**Task requirements**
Please repeat exactly the lines below from the one containing "Target: open cabin door" down to the one containing "point(1088, 298)", both included, and nothing else.

-- Provided material follows --

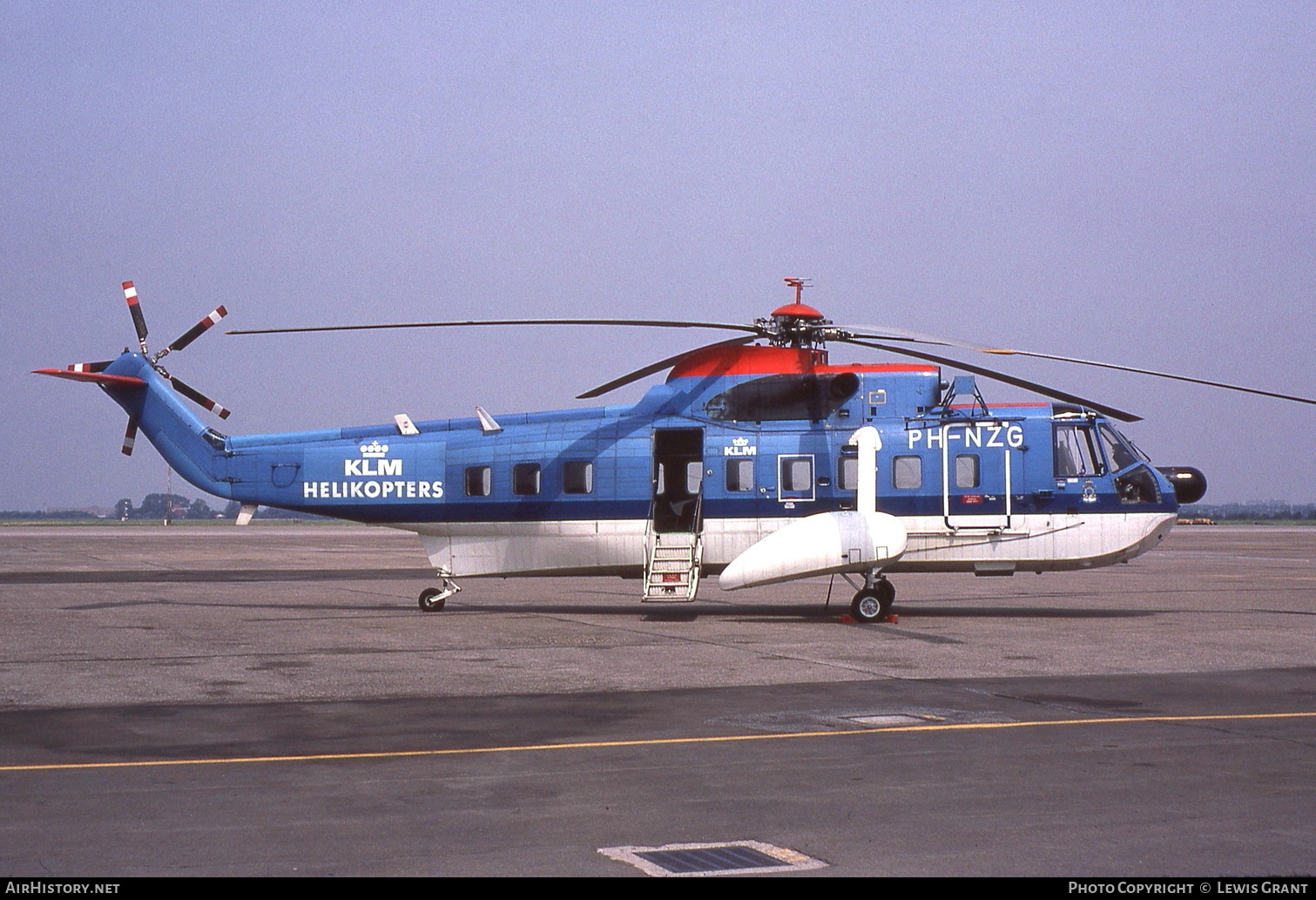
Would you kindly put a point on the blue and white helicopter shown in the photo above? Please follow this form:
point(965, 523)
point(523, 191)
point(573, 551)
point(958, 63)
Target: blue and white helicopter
point(759, 461)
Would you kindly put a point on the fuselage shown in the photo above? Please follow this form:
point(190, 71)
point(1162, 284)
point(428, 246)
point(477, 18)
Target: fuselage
point(737, 443)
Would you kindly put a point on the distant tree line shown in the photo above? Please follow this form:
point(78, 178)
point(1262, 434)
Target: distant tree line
point(154, 507)
point(1252, 512)
point(165, 505)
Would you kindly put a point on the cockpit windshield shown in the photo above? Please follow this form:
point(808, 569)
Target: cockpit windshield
point(1076, 453)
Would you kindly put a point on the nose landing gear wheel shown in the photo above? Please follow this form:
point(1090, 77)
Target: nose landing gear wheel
point(433, 599)
point(873, 604)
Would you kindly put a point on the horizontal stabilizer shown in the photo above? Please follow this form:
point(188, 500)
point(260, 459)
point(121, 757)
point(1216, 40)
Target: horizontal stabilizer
point(100, 378)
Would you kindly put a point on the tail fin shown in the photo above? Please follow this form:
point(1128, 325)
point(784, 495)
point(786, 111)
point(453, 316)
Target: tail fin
point(154, 408)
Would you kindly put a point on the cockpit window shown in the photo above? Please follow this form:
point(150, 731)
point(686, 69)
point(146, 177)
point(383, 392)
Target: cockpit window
point(1076, 454)
point(1120, 456)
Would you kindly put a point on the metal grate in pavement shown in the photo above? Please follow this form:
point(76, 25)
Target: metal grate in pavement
point(729, 858)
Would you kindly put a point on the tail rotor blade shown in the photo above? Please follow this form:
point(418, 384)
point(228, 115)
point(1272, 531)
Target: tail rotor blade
point(136, 311)
point(199, 329)
point(129, 437)
point(198, 397)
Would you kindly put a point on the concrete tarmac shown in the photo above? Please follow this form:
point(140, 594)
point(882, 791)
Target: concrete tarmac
point(272, 701)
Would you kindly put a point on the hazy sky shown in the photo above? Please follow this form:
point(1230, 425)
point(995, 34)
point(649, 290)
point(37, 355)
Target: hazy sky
point(1130, 182)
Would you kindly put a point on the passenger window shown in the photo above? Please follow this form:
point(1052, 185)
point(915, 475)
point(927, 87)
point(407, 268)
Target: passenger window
point(796, 474)
point(578, 477)
point(525, 477)
point(966, 470)
point(739, 474)
point(479, 480)
point(907, 472)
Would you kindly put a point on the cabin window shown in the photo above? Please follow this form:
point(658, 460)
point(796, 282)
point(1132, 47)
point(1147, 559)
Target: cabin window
point(479, 480)
point(966, 470)
point(796, 474)
point(578, 477)
point(739, 474)
point(1076, 454)
point(847, 472)
point(525, 477)
point(907, 472)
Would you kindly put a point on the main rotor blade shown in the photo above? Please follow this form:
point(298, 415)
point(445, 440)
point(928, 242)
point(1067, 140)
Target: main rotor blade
point(199, 329)
point(658, 366)
point(198, 397)
point(635, 322)
point(888, 333)
point(136, 311)
point(1151, 371)
point(1047, 391)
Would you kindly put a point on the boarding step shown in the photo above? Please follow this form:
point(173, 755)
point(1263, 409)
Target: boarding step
point(671, 572)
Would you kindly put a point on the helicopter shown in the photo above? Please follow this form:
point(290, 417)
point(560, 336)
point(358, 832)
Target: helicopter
point(759, 459)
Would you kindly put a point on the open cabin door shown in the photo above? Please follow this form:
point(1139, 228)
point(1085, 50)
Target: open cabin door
point(674, 539)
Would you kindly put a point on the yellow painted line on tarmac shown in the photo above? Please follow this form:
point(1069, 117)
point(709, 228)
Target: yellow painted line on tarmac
point(646, 742)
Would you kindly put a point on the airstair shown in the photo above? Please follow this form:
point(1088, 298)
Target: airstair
point(671, 567)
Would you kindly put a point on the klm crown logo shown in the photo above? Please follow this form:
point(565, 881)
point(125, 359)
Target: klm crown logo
point(373, 462)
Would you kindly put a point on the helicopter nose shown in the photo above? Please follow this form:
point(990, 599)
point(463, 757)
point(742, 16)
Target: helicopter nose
point(1190, 484)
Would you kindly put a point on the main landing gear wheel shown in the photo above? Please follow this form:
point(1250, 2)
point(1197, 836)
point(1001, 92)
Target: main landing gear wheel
point(433, 599)
point(873, 604)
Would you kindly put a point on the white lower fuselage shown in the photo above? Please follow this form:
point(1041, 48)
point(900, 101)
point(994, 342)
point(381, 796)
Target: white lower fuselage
point(1037, 542)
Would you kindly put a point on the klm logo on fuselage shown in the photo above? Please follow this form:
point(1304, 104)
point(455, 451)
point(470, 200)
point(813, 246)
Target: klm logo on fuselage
point(739, 448)
point(373, 467)
point(374, 464)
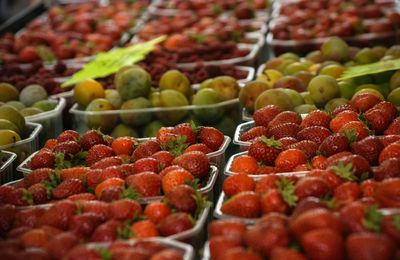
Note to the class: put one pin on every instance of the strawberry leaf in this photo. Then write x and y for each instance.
(286, 190)
(372, 218)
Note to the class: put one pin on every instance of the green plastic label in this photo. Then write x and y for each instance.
(373, 68)
(107, 63)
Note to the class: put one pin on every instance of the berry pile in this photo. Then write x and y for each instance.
(52, 232)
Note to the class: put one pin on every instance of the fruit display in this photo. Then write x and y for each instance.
(71, 31)
(301, 27)
(134, 105)
(304, 84)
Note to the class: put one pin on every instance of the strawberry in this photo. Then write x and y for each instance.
(285, 117)
(164, 158)
(393, 128)
(175, 223)
(341, 119)
(355, 128)
(91, 138)
(37, 176)
(68, 188)
(284, 130)
(342, 108)
(263, 116)
(316, 134)
(68, 135)
(43, 159)
(146, 184)
(195, 162)
(377, 120)
(124, 209)
(364, 101)
(156, 211)
(254, 132)
(323, 243)
(98, 152)
(307, 146)
(333, 144)
(390, 151)
(227, 228)
(389, 168)
(107, 162)
(59, 245)
(185, 129)
(369, 147)
(146, 149)
(265, 150)
(287, 160)
(145, 165)
(67, 148)
(316, 118)
(106, 232)
(237, 183)
(39, 193)
(211, 137)
(245, 204)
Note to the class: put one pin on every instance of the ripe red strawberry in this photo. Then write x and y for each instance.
(146, 149)
(91, 138)
(333, 144)
(43, 159)
(283, 130)
(145, 165)
(183, 198)
(342, 108)
(175, 223)
(316, 134)
(125, 209)
(107, 162)
(316, 118)
(390, 151)
(39, 194)
(211, 137)
(377, 120)
(323, 243)
(68, 148)
(356, 128)
(185, 129)
(245, 204)
(364, 101)
(98, 152)
(285, 117)
(265, 150)
(37, 176)
(68, 188)
(341, 119)
(195, 162)
(263, 116)
(307, 146)
(393, 128)
(146, 184)
(68, 135)
(369, 147)
(254, 132)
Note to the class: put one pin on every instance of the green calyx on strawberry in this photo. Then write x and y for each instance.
(286, 190)
(372, 218)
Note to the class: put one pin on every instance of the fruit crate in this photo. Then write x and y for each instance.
(7, 167)
(52, 121)
(207, 115)
(26, 146)
(187, 250)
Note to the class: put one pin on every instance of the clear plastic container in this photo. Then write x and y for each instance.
(7, 168)
(27, 146)
(52, 121)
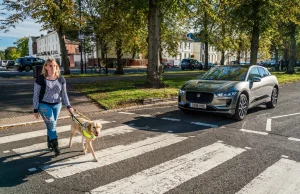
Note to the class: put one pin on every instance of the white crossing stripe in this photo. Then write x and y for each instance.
(168, 175)
(43, 132)
(170, 119)
(42, 147)
(204, 124)
(256, 132)
(110, 155)
(281, 178)
(127, 113)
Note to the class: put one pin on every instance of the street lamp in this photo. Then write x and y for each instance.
(80, 37)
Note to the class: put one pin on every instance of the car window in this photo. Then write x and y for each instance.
(267, 73)
(229, 73)
(261, 71)
(253, 73)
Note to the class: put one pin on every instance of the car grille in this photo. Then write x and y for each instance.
(203, 98)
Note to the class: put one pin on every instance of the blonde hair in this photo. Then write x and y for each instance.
(48, 62)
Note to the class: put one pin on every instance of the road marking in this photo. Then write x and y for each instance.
(269, 123)
(293, 139)
(281, 177)
(42, 147)
(32, 169)
(204, 124)
(127, 113)
(168, 175)
(43, 132)
(256, 132)
(285, 115)
(110, 155)
(170, 119)
(148, 116)
(49, 180)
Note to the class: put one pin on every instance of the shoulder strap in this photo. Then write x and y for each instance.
(61, 80)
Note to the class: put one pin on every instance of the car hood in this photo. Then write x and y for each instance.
(209, 85)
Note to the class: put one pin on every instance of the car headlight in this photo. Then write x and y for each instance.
(227, 94)
(182, 92)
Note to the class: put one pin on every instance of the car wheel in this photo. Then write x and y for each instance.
(241, 107)
(27, 68)
(185, 111)
(274, 99)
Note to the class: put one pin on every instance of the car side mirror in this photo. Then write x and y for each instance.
(256, 79)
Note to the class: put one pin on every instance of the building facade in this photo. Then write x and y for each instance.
(48, 47)
(32, 45)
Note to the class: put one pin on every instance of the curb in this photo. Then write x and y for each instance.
(2, 127)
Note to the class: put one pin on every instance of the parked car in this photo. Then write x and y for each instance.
(3, 63)
(27, 63)
(10, 64)
(176, 63)
(191, 64)
(230, 89)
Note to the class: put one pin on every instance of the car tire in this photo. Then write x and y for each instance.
(241, 107)
(274, 99)
(185, 111)
(27, 68)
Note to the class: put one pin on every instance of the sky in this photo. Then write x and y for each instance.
(27, 28)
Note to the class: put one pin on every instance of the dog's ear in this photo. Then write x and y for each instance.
(89, 126)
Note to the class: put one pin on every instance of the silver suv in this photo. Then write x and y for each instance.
(27, 63)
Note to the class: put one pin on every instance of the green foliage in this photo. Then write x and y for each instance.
(22, 46)
(12, 53)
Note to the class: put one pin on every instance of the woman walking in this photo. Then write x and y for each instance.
(49, 89)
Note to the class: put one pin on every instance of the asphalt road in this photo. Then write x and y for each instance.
(160, 149)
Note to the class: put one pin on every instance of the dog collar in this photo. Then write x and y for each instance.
(85, 133)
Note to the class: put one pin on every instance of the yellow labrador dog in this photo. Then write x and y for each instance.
(89, 130)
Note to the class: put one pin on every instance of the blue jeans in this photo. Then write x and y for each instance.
(50, 113)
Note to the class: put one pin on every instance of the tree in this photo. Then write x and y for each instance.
(22, 46)
(2, 55)
(12, 53)
(254, 18)
(57, 15)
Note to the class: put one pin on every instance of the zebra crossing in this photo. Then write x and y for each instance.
(282, 176)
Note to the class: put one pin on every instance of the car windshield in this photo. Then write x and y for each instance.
(229, 73)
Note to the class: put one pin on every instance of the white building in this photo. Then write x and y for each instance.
(48, 47)
(32, 45)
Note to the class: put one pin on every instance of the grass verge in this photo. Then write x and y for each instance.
(124, 93)
(118, 94)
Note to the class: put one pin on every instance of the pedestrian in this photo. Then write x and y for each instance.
(49, 90)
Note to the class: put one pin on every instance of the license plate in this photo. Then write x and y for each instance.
(196, 105)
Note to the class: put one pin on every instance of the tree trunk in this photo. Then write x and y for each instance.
(255, 34)
(206, 55)
(154, 22)
(222, 57)
(206, 41)
(292, 61)
(276, 55)
(63, 51)
(119, 69)
(239, 57)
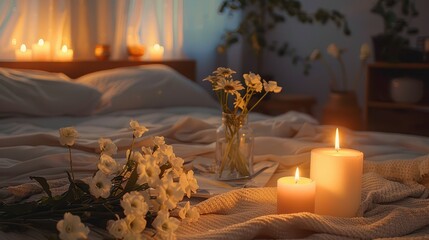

-- Provided material concluded --

**Solution to this exercise**
Target: open cabin door
point(674, 539)
Would you kindly put a point on the yellow painted line on tarmac shown in the photo above? Please follow this form:
point(1069, 117)
point(709, 228)
Target: yellow painted line on tarmac
point(646, 742)
Would you kindly put a point on the airstair shown in the photo above? Please follow this form:
point(1088, 298)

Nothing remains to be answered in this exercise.